Actually James language evolves (which is why we aren't all speaking ancient greek). As words and usages become more comon they become accepted, then they become the norm. Unfortunately the internet probably accelerates this process. So fight these things now before they become correct and your usage is considered antiquated!
That's funny, about Datsun. I'd never heard that one. I can imagine a conversation (if you were trying to be annoying)
"I've brought my Datsun in to see the vet."
"You mean Nissan. They don't make Datsuns anymore."
As for "shot" I found it funny that, when you check the dictionary
here the injection definition is #13, just above the "jigger" definition.
I can;t help but think that 1.5 ounces must be an extremely uncomfortable injection!
I don't mind the language evolving when it evolves in ways that increase clarity and ease communication.

### Data listing
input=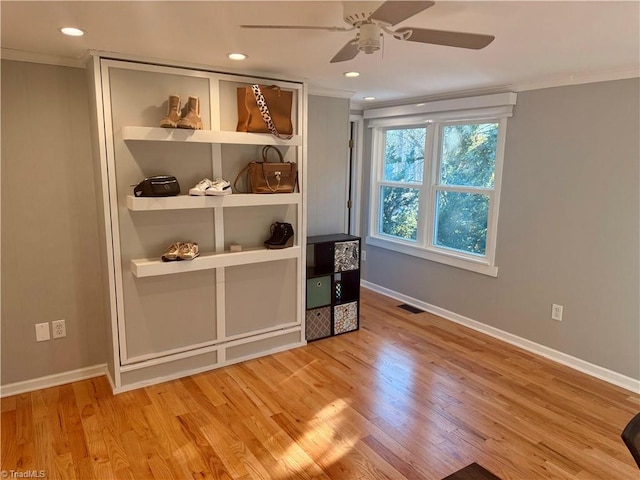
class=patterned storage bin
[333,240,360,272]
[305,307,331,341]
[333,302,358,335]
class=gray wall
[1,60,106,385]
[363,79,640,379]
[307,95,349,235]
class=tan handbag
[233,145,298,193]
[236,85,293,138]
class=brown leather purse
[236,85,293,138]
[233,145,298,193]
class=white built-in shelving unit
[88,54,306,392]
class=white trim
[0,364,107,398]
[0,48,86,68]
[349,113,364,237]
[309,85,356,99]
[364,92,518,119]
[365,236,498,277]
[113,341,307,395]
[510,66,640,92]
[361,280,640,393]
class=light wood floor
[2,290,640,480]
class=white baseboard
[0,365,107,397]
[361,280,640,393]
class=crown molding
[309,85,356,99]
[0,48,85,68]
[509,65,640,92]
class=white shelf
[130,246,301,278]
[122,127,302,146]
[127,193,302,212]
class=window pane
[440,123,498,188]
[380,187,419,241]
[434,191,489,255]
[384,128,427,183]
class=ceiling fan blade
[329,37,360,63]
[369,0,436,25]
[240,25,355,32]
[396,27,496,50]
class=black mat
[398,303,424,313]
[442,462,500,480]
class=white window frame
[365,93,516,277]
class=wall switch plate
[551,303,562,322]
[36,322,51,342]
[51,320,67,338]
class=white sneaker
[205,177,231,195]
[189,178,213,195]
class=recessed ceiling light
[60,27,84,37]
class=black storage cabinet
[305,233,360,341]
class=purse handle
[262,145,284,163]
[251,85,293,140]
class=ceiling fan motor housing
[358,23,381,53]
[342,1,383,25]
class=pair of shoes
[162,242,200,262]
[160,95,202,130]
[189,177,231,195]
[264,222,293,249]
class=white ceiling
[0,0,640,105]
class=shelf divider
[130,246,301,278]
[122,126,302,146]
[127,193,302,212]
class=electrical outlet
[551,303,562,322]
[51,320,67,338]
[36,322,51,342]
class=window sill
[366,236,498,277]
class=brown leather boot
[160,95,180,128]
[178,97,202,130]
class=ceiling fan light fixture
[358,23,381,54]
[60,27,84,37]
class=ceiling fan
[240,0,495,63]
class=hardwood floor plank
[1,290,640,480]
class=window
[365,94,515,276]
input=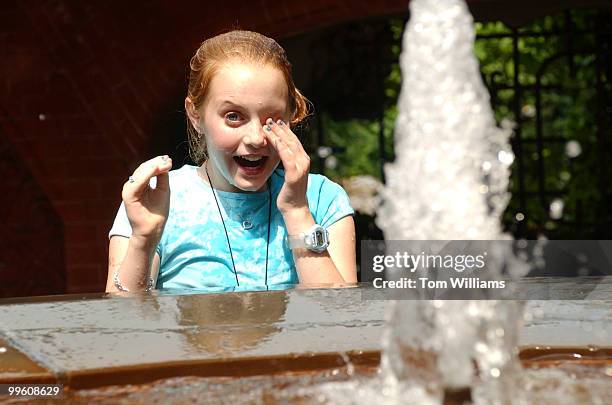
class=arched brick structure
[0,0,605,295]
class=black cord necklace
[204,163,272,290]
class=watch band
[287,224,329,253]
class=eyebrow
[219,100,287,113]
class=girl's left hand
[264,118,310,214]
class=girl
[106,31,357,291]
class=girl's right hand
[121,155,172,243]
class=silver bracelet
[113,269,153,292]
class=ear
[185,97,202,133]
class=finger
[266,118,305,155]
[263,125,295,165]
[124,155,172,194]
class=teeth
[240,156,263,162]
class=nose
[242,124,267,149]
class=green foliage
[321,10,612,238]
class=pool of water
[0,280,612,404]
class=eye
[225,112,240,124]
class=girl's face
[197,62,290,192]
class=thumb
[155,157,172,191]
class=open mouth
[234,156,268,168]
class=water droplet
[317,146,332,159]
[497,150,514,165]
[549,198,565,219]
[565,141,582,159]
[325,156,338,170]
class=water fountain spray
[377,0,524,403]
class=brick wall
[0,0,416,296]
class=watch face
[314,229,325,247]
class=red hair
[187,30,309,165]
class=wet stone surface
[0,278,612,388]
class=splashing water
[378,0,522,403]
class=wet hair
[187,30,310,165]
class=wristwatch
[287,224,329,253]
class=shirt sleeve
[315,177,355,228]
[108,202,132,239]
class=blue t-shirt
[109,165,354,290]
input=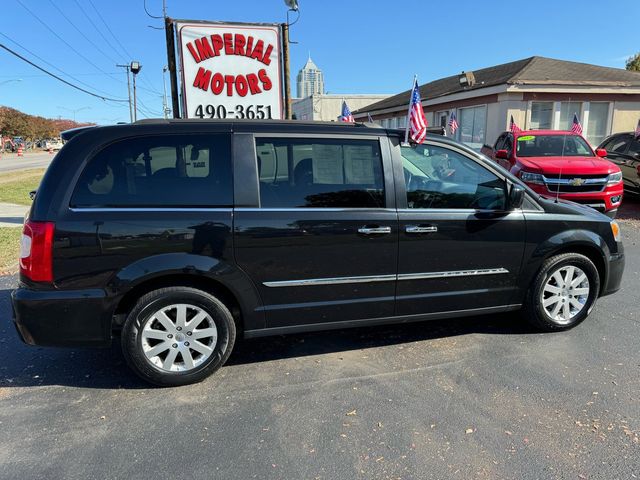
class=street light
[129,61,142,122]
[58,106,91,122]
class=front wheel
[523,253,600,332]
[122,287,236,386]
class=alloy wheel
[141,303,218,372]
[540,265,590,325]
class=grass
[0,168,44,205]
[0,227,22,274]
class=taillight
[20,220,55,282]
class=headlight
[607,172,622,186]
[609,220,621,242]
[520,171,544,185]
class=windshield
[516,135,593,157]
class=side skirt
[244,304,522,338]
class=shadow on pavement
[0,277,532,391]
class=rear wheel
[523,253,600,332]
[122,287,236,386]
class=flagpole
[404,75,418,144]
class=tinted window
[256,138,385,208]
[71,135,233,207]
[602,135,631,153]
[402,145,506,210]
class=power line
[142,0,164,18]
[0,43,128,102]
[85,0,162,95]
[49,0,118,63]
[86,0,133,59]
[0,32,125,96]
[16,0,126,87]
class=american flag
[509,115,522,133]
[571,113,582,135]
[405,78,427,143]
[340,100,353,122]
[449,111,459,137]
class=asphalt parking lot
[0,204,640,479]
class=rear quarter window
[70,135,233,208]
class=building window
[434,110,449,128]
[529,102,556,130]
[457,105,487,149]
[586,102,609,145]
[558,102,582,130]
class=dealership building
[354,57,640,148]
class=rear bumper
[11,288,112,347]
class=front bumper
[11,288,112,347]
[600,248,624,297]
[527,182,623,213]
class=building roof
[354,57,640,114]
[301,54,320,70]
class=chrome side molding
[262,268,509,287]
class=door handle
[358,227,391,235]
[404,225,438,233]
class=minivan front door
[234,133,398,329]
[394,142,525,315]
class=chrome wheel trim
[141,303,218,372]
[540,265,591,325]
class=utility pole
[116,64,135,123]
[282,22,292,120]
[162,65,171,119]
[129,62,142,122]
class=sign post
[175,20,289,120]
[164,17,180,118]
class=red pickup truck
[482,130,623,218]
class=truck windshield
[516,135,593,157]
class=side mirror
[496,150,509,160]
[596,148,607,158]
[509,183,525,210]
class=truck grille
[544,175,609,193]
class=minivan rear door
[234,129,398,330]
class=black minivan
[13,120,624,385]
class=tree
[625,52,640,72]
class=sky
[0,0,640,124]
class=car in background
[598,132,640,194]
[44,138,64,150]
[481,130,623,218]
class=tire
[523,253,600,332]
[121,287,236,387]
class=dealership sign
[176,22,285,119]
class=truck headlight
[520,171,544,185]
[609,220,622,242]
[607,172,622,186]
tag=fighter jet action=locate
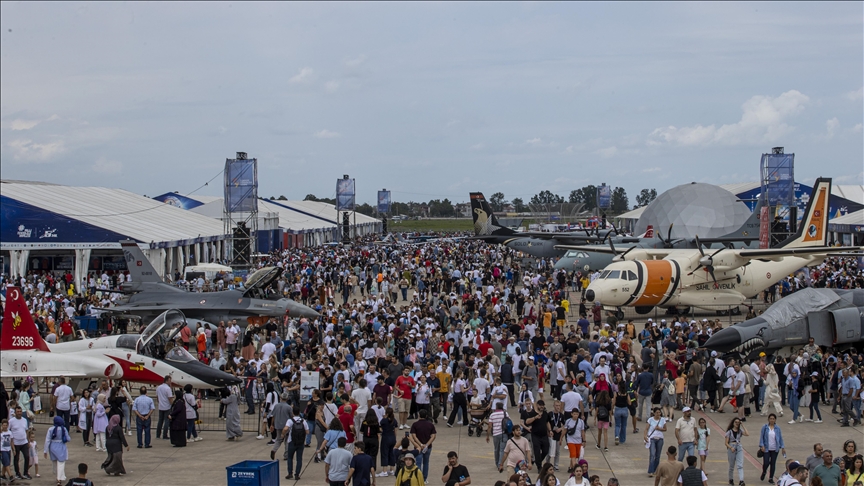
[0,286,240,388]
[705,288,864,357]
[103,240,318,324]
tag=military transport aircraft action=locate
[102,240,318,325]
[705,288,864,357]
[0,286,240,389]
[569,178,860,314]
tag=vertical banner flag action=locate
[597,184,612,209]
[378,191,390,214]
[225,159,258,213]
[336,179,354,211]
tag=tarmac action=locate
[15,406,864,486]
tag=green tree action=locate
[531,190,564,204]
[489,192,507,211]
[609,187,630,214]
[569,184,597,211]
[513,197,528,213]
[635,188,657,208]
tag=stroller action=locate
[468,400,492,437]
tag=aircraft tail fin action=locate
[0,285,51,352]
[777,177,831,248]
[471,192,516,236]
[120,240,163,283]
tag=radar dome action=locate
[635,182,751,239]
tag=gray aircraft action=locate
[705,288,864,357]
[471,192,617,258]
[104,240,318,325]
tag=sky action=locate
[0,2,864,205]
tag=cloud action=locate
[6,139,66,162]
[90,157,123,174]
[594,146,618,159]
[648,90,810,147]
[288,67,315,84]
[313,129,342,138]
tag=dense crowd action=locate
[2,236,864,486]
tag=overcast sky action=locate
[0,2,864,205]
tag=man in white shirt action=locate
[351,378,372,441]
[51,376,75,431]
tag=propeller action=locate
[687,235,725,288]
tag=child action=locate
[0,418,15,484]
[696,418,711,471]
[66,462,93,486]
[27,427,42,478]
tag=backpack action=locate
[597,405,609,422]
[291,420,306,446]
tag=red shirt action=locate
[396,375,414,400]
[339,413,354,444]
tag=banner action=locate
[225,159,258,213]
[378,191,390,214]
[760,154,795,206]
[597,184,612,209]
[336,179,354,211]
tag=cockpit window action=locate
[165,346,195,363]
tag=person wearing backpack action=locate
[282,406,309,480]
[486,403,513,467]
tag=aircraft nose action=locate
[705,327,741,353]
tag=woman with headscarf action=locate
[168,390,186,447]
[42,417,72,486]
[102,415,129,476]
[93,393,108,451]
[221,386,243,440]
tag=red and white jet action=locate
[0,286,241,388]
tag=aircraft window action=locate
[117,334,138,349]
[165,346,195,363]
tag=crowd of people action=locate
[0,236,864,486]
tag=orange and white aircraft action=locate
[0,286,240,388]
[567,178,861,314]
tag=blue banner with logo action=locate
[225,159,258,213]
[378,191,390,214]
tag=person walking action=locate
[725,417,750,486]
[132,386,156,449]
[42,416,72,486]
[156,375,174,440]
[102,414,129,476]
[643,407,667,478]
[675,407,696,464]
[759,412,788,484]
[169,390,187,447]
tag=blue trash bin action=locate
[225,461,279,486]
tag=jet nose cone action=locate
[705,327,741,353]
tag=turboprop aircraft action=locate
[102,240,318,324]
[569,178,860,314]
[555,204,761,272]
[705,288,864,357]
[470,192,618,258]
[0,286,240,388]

--

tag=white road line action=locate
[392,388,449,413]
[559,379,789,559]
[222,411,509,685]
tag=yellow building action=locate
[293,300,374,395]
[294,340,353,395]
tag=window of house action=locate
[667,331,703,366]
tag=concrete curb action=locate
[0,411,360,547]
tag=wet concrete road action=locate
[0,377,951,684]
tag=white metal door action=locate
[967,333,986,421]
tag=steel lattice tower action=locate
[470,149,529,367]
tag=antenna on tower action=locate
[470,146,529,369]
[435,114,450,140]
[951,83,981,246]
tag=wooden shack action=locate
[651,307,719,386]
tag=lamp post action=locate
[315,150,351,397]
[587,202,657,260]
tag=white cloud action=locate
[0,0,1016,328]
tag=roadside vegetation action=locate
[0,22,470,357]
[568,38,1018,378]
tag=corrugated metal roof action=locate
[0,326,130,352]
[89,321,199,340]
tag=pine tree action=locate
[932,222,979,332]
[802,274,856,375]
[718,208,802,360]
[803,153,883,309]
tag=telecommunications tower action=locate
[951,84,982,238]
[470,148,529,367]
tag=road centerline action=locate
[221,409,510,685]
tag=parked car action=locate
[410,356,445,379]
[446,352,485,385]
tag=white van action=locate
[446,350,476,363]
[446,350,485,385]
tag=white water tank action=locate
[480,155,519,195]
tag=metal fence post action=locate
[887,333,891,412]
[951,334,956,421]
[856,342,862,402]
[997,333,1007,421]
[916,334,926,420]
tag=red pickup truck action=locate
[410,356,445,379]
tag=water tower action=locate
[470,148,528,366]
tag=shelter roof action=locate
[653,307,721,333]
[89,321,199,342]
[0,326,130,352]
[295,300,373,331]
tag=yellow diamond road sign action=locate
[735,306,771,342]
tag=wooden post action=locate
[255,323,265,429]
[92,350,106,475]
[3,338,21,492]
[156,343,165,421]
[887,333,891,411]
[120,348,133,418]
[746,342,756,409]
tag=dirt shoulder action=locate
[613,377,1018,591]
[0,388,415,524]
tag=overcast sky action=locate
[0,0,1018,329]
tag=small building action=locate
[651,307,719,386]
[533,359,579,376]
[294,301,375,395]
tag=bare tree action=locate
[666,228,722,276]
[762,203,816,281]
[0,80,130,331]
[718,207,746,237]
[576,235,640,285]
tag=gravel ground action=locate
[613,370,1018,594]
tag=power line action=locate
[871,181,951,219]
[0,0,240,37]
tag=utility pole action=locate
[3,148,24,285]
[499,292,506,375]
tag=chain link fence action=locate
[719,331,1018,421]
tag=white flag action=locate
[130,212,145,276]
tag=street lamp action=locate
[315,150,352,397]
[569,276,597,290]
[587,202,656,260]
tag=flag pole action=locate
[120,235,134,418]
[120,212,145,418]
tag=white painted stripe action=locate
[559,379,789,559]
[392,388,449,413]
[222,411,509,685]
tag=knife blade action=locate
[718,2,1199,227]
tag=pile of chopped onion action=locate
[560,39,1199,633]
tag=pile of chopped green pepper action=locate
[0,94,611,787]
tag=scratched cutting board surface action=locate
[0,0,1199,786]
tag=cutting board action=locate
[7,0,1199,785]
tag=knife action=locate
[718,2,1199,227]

* * *

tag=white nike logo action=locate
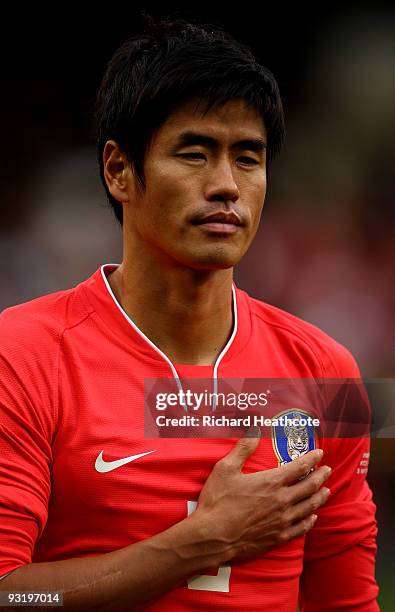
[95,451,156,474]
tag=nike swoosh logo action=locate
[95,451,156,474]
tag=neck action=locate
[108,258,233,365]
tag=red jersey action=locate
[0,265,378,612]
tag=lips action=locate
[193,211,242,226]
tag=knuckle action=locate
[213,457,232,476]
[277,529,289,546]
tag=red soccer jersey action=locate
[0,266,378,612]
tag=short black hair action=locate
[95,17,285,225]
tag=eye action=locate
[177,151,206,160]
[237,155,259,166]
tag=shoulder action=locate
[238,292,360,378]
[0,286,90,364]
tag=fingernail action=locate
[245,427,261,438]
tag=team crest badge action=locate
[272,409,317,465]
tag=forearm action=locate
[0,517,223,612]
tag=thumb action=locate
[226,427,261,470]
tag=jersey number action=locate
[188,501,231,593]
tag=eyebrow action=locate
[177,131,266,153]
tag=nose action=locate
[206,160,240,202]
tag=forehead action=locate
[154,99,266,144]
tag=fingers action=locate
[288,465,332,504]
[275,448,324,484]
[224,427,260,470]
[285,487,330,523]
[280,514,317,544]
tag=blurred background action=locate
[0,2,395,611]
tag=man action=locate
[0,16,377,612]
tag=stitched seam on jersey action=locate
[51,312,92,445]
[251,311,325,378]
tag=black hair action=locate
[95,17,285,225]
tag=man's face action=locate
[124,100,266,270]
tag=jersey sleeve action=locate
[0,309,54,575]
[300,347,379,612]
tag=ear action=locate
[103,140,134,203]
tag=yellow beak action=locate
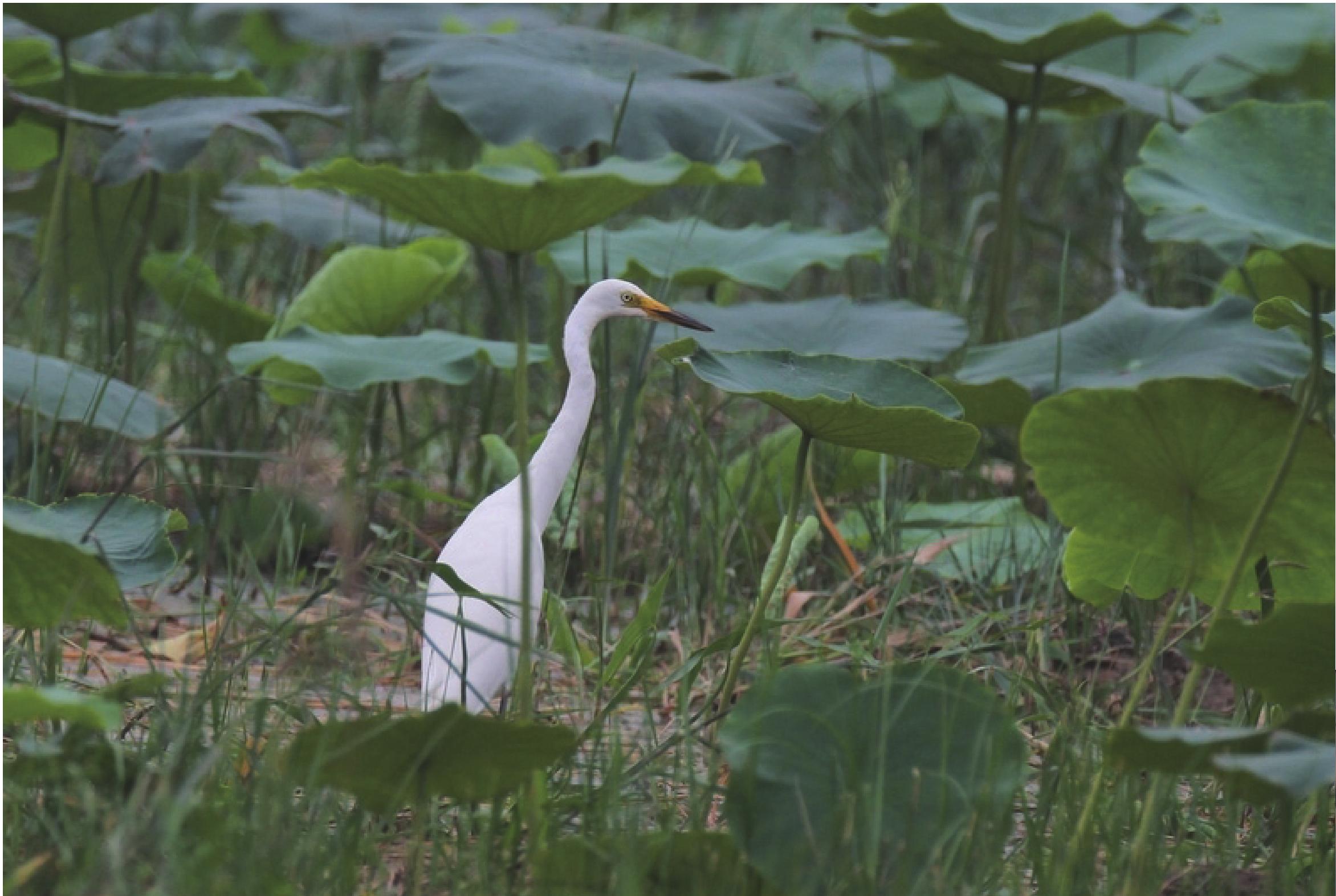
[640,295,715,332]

### Check your understanding
(1) Answer these questions about the text on language change:
(a) What does the text say probably accelerates the process of language change?
(b) What number does the injection definition of "shot" have in the dictionary entry mentioned?
(c) In the imagined conversation, whom has the Datsun been brought in to see?
(2) Retype word for word the part of the text on language change that runs from "That's funny, about" down to "extremely uncomfortable injection!".

### Numbered answers
(1)
(a) The internet.
(b) #13.
(c) The vet.

(2)
That's funny, about Datsun. I'd never heard that one. I can imagine a conversation (if you were trying to be annoying)
"I've brought my Datsun in to see the vet."
"You mean Nissan. They don't make Datsuns anymore."
As for "shot" I found it funny that, when you check the dictionary
here the injection definition is #13, just above the "jigger" definition.
I can;t help but think that 1.5 ounces must be an extremely uncomfortable injection!